- THE EXERCISE:
Print the listing below in its entirety, character for character.

[Records excerpted from a collection]
[start]
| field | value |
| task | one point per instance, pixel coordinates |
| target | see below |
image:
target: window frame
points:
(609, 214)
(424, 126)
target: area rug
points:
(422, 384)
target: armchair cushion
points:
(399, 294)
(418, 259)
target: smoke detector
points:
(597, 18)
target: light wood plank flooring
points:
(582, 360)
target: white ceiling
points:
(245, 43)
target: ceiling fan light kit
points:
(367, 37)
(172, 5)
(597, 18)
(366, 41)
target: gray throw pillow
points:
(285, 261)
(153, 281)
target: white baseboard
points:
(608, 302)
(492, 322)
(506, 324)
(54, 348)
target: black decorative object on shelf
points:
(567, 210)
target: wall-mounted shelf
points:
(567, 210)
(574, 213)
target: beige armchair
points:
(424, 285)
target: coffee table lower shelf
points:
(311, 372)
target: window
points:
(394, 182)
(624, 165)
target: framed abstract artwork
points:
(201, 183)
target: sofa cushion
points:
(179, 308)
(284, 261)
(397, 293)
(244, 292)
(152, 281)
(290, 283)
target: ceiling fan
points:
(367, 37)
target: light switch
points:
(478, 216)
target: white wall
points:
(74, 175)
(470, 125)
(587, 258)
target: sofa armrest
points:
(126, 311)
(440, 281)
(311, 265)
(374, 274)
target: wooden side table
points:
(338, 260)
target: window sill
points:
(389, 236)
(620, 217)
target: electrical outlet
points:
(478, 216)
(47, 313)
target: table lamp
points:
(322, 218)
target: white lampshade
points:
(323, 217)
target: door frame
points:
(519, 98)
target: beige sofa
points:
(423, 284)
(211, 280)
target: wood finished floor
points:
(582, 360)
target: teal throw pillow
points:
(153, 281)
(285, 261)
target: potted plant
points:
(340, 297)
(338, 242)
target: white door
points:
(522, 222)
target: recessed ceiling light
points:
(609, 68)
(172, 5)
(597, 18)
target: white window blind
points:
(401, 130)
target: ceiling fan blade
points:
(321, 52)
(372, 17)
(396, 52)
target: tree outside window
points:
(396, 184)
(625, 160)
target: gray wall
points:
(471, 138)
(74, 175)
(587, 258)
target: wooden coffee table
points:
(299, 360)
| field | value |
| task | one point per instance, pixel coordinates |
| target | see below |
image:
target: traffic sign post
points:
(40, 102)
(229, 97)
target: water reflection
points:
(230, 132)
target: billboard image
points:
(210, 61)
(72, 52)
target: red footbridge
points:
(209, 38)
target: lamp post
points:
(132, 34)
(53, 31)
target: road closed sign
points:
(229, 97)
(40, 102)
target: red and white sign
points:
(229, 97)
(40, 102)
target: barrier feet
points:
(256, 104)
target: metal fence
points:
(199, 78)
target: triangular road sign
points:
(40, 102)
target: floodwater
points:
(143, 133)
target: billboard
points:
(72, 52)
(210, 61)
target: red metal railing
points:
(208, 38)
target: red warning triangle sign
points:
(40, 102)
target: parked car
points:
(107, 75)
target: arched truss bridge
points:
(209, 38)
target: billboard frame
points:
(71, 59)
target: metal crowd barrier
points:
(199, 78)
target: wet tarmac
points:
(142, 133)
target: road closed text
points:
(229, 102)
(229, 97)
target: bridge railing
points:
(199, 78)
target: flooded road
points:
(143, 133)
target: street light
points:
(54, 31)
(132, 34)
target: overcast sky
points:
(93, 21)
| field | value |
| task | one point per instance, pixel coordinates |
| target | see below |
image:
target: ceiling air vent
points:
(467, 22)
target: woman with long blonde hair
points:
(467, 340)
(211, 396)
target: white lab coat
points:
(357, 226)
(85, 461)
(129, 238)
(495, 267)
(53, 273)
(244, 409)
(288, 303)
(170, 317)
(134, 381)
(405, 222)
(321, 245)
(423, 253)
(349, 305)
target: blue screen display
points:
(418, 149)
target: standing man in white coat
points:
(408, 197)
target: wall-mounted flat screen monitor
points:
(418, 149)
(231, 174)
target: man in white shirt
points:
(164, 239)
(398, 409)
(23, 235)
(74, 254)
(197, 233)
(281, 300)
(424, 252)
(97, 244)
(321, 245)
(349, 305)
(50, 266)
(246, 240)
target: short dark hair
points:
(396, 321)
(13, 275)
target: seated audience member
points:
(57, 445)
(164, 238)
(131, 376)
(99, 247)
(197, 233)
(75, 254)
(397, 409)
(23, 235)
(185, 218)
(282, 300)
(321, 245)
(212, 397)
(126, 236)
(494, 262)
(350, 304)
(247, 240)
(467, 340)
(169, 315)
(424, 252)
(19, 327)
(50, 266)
[end]
- SOLUTION FOR THIS EXERCISE:
| field | value |
| task | one point per instance, pixel coordinates |
| target | see below |
image:
target: window frame
points:
(609, 214)
(424, 126)
target: area rug
points:
(422, 384)
target: armchair cushion
points:
(399, 294)
(418, 259)
target: smoke detector
points:
(597, 18)
target: light wood plank flooring
points:
(582, 360)
target: white ceiling
points:
(245, 43)
target: ceiling fan light kit
points:
(367, 37)
(172, 5)
(597, 18)
(366, 41)
target: gray throw pillow
points:
(285, 261)
(153, 281)
target: white baseboard
points:
(608, 302)
(492, 322)
(506, 324)
(54, 348)
target: black decorative object on shelf
points:
(567, 210)
target: wall-mounted shelf
points:
(567, 210)
(574, 213)
target: beige armchair
points:
(424, 285)
target: coffee table lower shelf
points:
(311, 372)
target: window
points:
(394, 182)
(624, 165)
target: framed abstract artwork
points:
(201, 183)
target: sofa cushion
points:
(179, 308)
(284, 261)
(397, 293)
(244, 292)
(152, 281)
(290, 283)
target: ceiling fan
points:
(367, 37)
target: light switch
points:
(478, 216)
target: white wall
points:
(74, 175)
(470, 125)
(587, 258)
target: sofa armrest
points:
(126, 311)
(440, 281)
(311, 265)
(374, 274)
target: wooden side table
points:
(338, 260)
target: window sill
points:
(389, 236)
(620, 217)
target: electrical outlet
points:
(478, 216)
(47, 313)
target: table lamp
points:
(322, 218)
target: white lampshade
points:
(323, 217)
target: door frame
points:
(519, 98)
target: beige sofa
points:
(423, 284)
(211, 280)
target: wood finished floor
points:
(582, 360)
target: teal throw pillow
points:
(153, 281)
(285, 261)
target: potted plant
points:
(340, 297)
(338, 242)
target: white door
points:
(522, 222)
target: recessed ceiling light
points:
(609, 68)
(172, 5)
(597, 18)
target: white window blind
points:
(401, 130)
target: ceiling fan blade
points:
(321, 52)
(372, 17)
(396, 52)
target: tree outside window
points:
(396, 184)
(625, 160)
target: gray wall
points:
(471, 138)
(74, 175)
(587, 258)
target: wooden coffee table
points:
(299, 360)
| field | value |
| task | one point per instance, pixel coordinates |
| target | see below |
image:
target: traffic sign post
points:
(40, 102)
(229, 97)
target: water reflection
points:
(230, 132)
target: billboard image
points:
(210, 61)
(72, 52)
target: red footbridge
points:
(209, 38)
target: lamp post
points:
(132, 34)
(53, 31)
target: road closed sign
points:
(229, 97)
(40, 102)
target: red and white sign
points:
(229, 97)
(40, 102)
target: barrier feet
points:
(256, 104)
target: metal fence
points:
(199, 78)
target: triangular road sign
points:
(40, 102)
target: floodwater
points:
(143, 133)
target: billboard
points:
(72, 52)
(210, 61)
target: red metal railing
points:
(208, 38)
target: red warning triangle sign
points:
(40, 102)
target: parked car
points:
(107, 75)
target: arched truss bridge
points:
(209, 38)
target: billboard frame
points:
(71, 59)
target: metal crowd barrier
points:
(199, 78)
target: wet tarmac
points:
(142, 133)
target: road closed text
points:
(229, 102)
(229, 97)
target: bridge railing
points:
(199, 78)
target: flooded road
points:
(143, 133)
target: street light
points:
(54, 31)
(132, 34)
target: overcast sky
points:
(93, 21)
| field | value |
| task | one point per instance, pixel coordinates |
| target | see below |
image:
target: ceiling air vent
points:
(467, 22)
target: woman with long blonde hair
points:
(467, 340)
(211, 396)
target: white lab coat
points:
(357, 226)
(85, 461)
(129, 238)
(495, 267)
(53, 273)
(244, 409)
(288, 303)
(170, 317)
(134, 381)
(405, 222)
(321, 245)
(423, 253)
(349, 305)
target: blue screen display
points:
(418, 149)
target: standing man in white coat
points:
(408, 197)
target: wall-mounted flat screen monitor
points:
(418, 149)
(231, 174)
target: man in white shirt
points:
(164, 239)
(398, 409)
(23, 235)
(74, 254)
(197, 233)
(281, 300)
(424, 252)
(97, 244)
(321, 245)
(349, 305)
(50, 266)
(246, 240)
target: short dark hair
points:
(396, 321)
(13, 275)
target: seated audience member
points:
(57, 445)
(164, 238)
(131, 376)
(99, 247)
(197, 233)
(75, 254)
(397, 409)
(23, 235)
(185, 218)
(282, 300)
(321, 245)
(212, 397)
(126, 236)
(494, 262)
(350, 304)
(247, 240)
(467, 340)
(169, 315)
(424, 252)
(19, 327)
(50, 266)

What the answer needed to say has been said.